Reproduce the data below word for word, leaving out the pictures.

------ THE DATA

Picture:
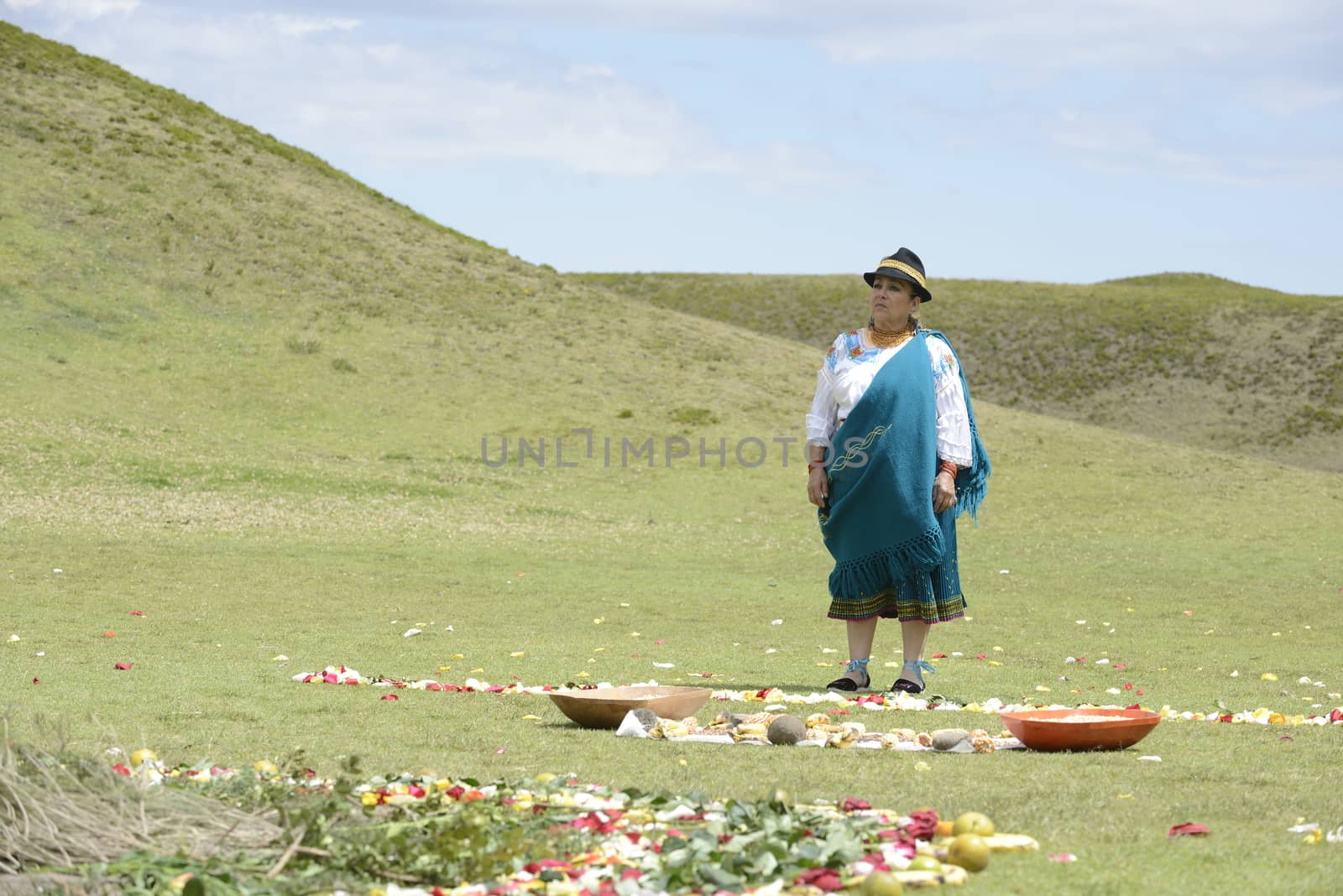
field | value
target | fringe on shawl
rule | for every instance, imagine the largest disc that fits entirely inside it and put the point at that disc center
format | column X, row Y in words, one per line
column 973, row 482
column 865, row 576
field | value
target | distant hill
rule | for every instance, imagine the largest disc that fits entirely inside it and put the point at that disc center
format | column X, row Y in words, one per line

------------

# WORKED SOLUTION:
Picture:
field | value
target | fringe on shawl
rule | for every instance, imagine the largest disc that fits entirely inside it and put the point at that disc center
format | column X, row Y in words, one per line
column 973, row 482
column 865, row 576
field | value
target | distant hill
rule | for every instance, imagine the largest disc that fits entirely inside it and put the point at that disc center
format | column X, row Y in words, one per line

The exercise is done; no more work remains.